(REQUIREMENTS): Extend the passage on Katherine of Aragon and Lady Mary standing against Henry VIII and King Edward, picking up after its final sentence.

(QUOTED TEXT):
Cardinal Campeggio attempted to sway the queen but she would not listen. Wolsey warned her to yield to the Kings displeasure she snapped at him saying:

Of this trouble, I thank only you, my lord of York! Of malice you have kindled this fire, especially for the great grudge you bear to my nephew the Emperor, because he would not gratify your ambition by making you Pope by force!

Wolsey then went on to excuse himself. He stated that it had been sore against his will that ever the marriage should be in question and he promised, as legate for the Pope to be impartial. Katherine did not believe him as she knew Wolsey to be the closest adviser to the King.

On the 26th of October 1528, by her request, Campeggio heard Katherines confession. She declared, upon the salvation of her soul, that she had never been carnally known by Prince Arthur. Campeggio believed she was speaking the truth but continued to push for her to go to a nunnery.

In 1531, Katherine was still declaring herself Henrys true wife. Henry was attempting to force Katherine to sign his Act of Supremacy. She refused, stating that the Pope was the only true sovereign and vicar of God She went on to say:

I love and have loved my lord the King as much as any woman can love a man, but I would not have borne him company as his wife for one moment against the voice of my conscience. I am his true wife.

Around 1532, when Henry VIII requested Katherine of Aragon return her jewels to the crown she fell ill soon after. To be quite honest, Katherine was already ill. She had made a request to see her good friend the Imperial Ambassador, Eustace Chapuys. Chapuys, wanting to following court rules, requested permission from the King to see Katherine of Aragon at Kimbolton. The chronicler reported Henry VIII saying, Yes, Ambassador, you have my permission; I will send you word when you can go. Henry did not send word. Chapuys requested leave many times and yet received no word from the King. Eventually Chapuys sent word to the King that he was leaving he was tired of waiting. If, while on the road, he received word from the King of England he would surely obey it.



Lady Mary

After the marriage of Henry VIII and Anne Boleyn and a year after the birth of Princess Elizabeth, King Henry had demanded that Mary take the oath to the Act of Succession, which meant that her parents were never married and she was illegitimate. Mary had refused his request and was understandably fearful of someone trying to harm her because of it. Henrys retribution was to not allow the person most important to her, her mother. In addition, he dismissed her household, and placed her in the care of Lady Anne Shelton, who was the aunt of her enemy, Anne Boleyn.

The mother and daughter team did not make things easy for Anne and Henry. They fought tooth and nail to keep what was rightfully theirs.

Not only did Mary stand up to her father but also her brother when he was King of England.

Mary was a staunch Catholic and voiced her distaste for the governments religious policies. Because of her fearlessness she became a figurehead for the conservatives.

Mary and her household continued to hear mass, secretly and unapologetically. To Mary, the mass and all the traditional Catholic rites represented the true faith. She also believed that her brother, King Edward was being led astray by his council.

Because of her strong beliefs, in January 1549 she argued again the the Act of Uniformity stating that religion be left untouched until Edward reach his majority.

(RECORDED INFORMATION):
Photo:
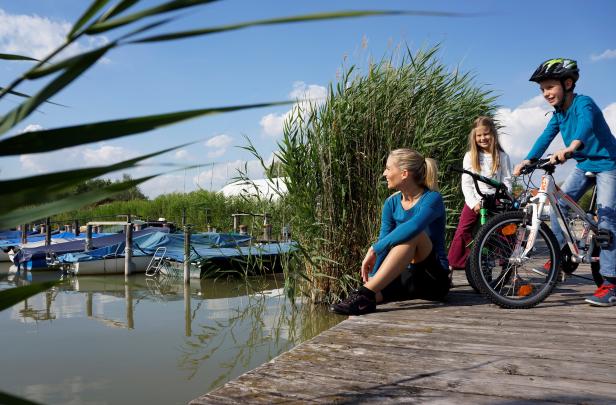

(TASK ANSWER):
Here is a quote from the book Edward VI by Chris Skidmore:

On Whit Sunday, in defiance of the introduction of the Prayer Book, Mary celebrated mass in her chapel at Kenninghall with particul pomp. On the 16th of June the council delivered a restrained letter ordering her to desist and to use the new Prayer Book instead. Mary wrote back on the 22nd of June. I have offended no law, unless it be a late law of your own making, for the altering of matters in religion, which, in my conscience, is not worthy to have the name of a law.

Even Somerset saw that he could not get her to change her mind, however his greatest wish was that, if he couldnt, that she would continue as such quietly and without scandal.

Marys fight continued on and she would not back down.

Anne Askew

In my mind, and I can assume many of yours as well, Anne Askew was by far the MOST Fearless Women in Tudor England.

On the 16th of July 1546, the Protestant martyr, Anne Askew was burned at the stake for her beliefs. Anne had been unfairly racked till her bones and joints were almost plucked asunder, in such sort as she was carried away in a chair. She had been imprisoned in the Tower by Thomas Wriothesley and Richard Rich in an attempt to force her to implicate Queen Katherine Parr and other prominent court members including: Anne Stanhope and her husband Edward Seymour. She never gave up names.

Anne Askew was strong in her beliefs she truly believed that everyone should be able to read the bible for themselves and not only rely on the clergy to interpret it for them. Something we take for granted in the 21st century.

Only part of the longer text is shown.